■ Document extract ■

━━━━━━━━━━

In order to effectively use periodical indexes to find articles or to use a library catalog to find books (and, in some cases, to use indexes in encyclopedias and other reference books), you should first translate your preliminary research topic or research question into useful words and phrases-- often referred to as "search terms". Using the right search terms enables you to efficiently access the books and articles which most specifically address your topic. The process of identifying search terms for a topic is often referred to by library researchers as developing "vocabulary control." This process actually begins when you first start to select your topic and continues throughout the entire research process. It is usually helpful to identify a variety of search terms relevant to the topic-- synonymous, related, broader and narrower. Different "access tools"-- catalogs and various periodical indexes-- commonly use different terms for the same topic.
Subject headings and descriptors are two slightly different types of formally-designated search terms. Subject headings are used by catalogs and many of the more popular periodical indexes. Each book in a catalog or each article in an index is usually assigned just a few subject headings. Subject headings tend to be relatively broad in scope and are often subdivided for more specificity. Descriptors tend to be more limited in scope than subject headings and are commonly used in more specialized or academic periodical indexes. More descriptors are typically listed for each article, often referring to specific concepts within an article. This enables various combinations of descriptors to be used to more precisely identify articles on a specific topic.

━━━━━━━━━━

■ What to work on ■
[1] In the passage on search terms, what do library researchers call the process of identifying search terms for a topic?
[2] Quote the passage on search terms word for word, starting at "Subject headings and descriptors" and ending at "a specific topic.".

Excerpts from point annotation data
━━━━━━━━━━

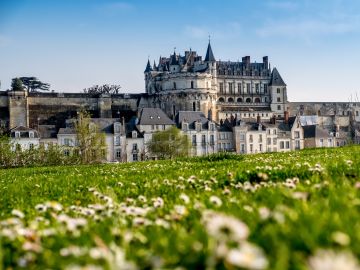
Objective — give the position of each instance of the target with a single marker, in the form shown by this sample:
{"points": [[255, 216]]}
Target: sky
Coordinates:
{"points": [[74, 44]]}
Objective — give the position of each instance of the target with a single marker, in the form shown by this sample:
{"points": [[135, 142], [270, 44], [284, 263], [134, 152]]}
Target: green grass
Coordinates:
{"points": [[294, 205]]}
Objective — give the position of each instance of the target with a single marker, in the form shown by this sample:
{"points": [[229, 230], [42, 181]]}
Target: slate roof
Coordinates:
{"points": [[24, 132], [209, 54], [154, 116], [276, 79], [314, 131]]}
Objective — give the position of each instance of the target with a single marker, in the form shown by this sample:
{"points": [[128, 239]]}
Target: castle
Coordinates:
{"points": [[221, 90]]}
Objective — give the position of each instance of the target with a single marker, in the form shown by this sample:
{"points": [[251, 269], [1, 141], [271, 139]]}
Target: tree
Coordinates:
{"points": [[33, 84], [103, 89], [91, 142], [16, 85], [169, 144]]}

━━━━━━━━━━

■ Per-task answers ■
[1] Developing "vocabulary control."

[2]
Subject headings and descriptors are two slightly different types of formally-designated search terms. Subject headings are used by catalogs and many of the more popular periodical indexes. Each book in a catalog or each article in an index is usually assigned just a few subject headings. Subject headings tend to be relatively broad in scope and are often subdivided for more specificity. Descriptors tend to be more limited in scope than subject headings and are commonly used in more specialized or academic periodical indexes. More descriptors are typically listed for each article, often referring to specific concepts within an article. This enables various combinations of descriptors to be used to more precisely identify articles on a specific topic.